Page excerpt start
Sankey Diagrams

UK-based Stuart Brown at Modern Life (although the URL suggests it is about Modern Life Rubbish!) in his latest post (”The Varying Virtues of Site Performance Metrics”) uses a Sankey diagram to visualize web site performance. This is a rather novel idea of using Sankey diagrams, but hey, why not?

This nicely done Sankey diagram - in this case without any absolute or relative numbers - shows where web site visitors come from (input flows from the left side), and if their visit can be considered successful (that is, meeting the “goal” of the site operator) or not as output flows to the right side. Returning visitors are shown with a “browsing loop” in the Sankey diagram.

I really like this Sankey diagram and I would love to see web site metrics being visualized in this way. It really is a good visualization and can show how a website performs, although Brown acknowledges that “there simply isn’t any single great method of gauging a site’s performance”.

Coming back to the Sankey diagram itself, it does however have a small flaw. Look at the grey arrows for “Bounce” and “Non-goal visit”. The latter does not connect to the “Page Load” node, but rather seems to dive under the “Bounce” flow and appears where this one branches of vertically.

I have created two alternative Sankey diagrams where these two flows set off from the “Page Load” box parallel (stacked), rather than in an overlay manner. The overall quantity represented by the flows on the output side should be equal to the number of visitors on the input side. The first diagram keeps the original idea of the browsing loop coming in from the top, the second one hooks it on the left side of the box.

As for the colors of the two diagrams above, sorry Stuart, didn’t hit the right values right away…

Another field where Sankey diagrams are used widely is Material Flow Accounting, the analysis of material flows on a national or regional level. MFA focuses on bulk materials or individual substances (e.g. zinc, copper, cadmium) and the quantities in which they enter, leave or accumulate in a national economy.

The diagram below is from a peer-reviewed paper presented at the 4th LCA conference in Australia (van Beers, van Berkel, Graedel: The Application of Material Flow Analysis for the Evaluation of the Recovery Potential of Secondary Metals in Australia, 2005). It shows the copper flows within the system boundary of Australia, the unit is Gg/year (= 1000 metric tons per year).

This “clustered” Sankey has six different flow widths, grouping together flow quantities within a specific range (e.g. <10, 10 < 30,9, …). Flows larger than 999 Gg/year are not shown any wider. This avoids that very large quantities “spoil” the whole diagram, as smaller flows become less significant in Sankey diagrams to scale.

An alternative way to overcome the problem or very wide flows in a Sankey diagram spoiling the chart would be to define a cut-off quantity. Flows that are large than the cut-off quantity are excluded from the scale, and are shown with a hatch or moirée pattern. The two Sankey diagrams below were made based on the data from the above publication. The first one shows the large “Ore” flow with a cut-off level at 300 Gg/year (an additional note warns the reader that this flow is not to scale”, while the second diagram is fully to scale.

Very thin arrows additionally get explicit arrow heads to be able to identify their flow direction.

Feel free to comment

Mark Barrett, director of a UK-based energy consultancy, has developed several energy models.
Page excerpt end
What you will do:
a: Check each statement against the Sankey diagrams post and say whether it agrees, giving yes or no with the deciding words quoted from the post: (i) The Sankey diagram in Brown's post shows absolute numbers for its flows. (ii) In the clustered Sankey of Australian copper flows, flows above 999 Gg/year are not drawn any wider. (iii) Returning visitors appear in Brown's diagram as a "browsing loop."
b: Translate this sentence from the Sankey diagrams post into Spanish: "Very thin arrows additionally get explicit arrow heads to be able to identify their flow direction."
Supplied information start
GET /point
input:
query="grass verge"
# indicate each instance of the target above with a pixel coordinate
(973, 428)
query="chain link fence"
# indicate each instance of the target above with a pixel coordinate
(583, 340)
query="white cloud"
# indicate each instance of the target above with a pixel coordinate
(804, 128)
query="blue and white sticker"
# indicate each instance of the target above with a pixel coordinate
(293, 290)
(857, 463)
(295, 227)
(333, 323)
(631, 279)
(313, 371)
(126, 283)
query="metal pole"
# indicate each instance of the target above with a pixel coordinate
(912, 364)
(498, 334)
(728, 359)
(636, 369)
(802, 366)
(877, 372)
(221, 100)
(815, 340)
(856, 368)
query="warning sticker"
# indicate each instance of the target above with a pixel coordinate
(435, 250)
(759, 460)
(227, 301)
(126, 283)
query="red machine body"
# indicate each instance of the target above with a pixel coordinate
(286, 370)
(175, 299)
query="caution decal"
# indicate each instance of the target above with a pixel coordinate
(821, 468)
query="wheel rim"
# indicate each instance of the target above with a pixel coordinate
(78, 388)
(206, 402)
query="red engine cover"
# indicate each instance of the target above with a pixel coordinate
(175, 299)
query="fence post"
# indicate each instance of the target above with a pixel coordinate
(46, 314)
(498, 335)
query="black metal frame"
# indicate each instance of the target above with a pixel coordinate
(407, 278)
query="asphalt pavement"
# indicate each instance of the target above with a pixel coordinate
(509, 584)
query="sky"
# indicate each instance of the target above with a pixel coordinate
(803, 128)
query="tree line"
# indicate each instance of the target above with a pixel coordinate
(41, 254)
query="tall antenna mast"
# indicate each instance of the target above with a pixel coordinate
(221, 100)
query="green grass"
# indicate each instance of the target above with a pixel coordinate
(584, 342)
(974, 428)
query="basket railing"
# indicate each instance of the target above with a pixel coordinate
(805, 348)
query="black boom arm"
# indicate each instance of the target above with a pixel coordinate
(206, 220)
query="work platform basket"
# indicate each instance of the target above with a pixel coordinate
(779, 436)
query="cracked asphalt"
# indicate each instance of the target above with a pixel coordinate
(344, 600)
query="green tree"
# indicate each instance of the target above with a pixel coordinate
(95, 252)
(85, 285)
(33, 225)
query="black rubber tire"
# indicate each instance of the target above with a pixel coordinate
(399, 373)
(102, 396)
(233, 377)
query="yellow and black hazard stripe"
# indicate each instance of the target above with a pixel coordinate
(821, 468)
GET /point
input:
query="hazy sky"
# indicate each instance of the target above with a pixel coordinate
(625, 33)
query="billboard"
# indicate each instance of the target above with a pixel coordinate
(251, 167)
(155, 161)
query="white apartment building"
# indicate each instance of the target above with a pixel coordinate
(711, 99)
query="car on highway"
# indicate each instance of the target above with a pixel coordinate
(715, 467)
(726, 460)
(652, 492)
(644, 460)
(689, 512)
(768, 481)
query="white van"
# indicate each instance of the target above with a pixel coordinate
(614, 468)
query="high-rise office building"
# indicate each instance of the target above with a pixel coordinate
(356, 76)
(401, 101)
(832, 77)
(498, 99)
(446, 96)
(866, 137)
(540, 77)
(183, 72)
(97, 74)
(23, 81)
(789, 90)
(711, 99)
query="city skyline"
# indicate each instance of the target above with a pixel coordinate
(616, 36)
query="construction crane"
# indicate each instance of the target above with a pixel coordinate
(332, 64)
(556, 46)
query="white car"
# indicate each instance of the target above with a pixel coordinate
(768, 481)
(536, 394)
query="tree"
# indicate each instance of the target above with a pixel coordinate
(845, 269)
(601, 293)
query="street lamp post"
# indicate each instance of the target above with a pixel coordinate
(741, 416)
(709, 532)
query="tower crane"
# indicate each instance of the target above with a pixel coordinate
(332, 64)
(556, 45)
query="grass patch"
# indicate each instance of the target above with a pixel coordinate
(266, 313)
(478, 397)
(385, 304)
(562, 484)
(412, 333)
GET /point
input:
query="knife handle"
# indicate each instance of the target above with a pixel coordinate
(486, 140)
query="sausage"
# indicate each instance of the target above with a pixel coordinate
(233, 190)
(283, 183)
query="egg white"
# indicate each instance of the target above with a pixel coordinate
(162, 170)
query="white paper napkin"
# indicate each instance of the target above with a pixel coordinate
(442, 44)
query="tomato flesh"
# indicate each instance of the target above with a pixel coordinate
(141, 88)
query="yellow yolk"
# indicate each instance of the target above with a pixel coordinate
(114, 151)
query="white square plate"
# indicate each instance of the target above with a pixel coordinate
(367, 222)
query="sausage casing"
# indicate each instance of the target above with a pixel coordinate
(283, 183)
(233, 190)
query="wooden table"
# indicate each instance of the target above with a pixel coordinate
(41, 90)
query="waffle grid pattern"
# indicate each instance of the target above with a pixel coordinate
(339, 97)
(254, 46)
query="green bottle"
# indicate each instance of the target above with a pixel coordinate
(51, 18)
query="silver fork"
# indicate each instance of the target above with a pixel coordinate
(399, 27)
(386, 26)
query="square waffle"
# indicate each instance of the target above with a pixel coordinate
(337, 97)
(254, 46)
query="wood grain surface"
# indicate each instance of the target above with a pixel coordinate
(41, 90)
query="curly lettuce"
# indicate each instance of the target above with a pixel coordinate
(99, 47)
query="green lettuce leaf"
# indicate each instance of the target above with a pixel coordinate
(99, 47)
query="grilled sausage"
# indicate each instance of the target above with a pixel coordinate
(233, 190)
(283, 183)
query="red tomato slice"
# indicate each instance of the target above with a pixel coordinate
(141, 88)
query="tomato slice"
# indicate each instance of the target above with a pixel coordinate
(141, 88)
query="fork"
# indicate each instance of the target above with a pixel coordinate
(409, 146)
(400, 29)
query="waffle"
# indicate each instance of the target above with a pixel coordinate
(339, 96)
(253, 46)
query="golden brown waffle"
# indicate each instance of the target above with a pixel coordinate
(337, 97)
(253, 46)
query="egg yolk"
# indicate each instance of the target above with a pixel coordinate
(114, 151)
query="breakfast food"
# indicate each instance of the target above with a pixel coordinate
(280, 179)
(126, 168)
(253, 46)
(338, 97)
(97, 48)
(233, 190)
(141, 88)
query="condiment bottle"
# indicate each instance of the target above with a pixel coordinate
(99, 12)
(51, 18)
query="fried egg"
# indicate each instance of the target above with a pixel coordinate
Supplied information end
Outputs for the tasks:
a:
(i) No: "in this case without any absolute or relative numbers"
(ii) Yes: "Flows larger than 999 Gg/year are not shown any wider."
(iii) Yes: "Returning visitors are shown with a “browsing loop” in the Sankey diagram."

b: Las flechas muy delgadas reciben además puntas de flecha explícitas para poder identificar la dirección de su flujo.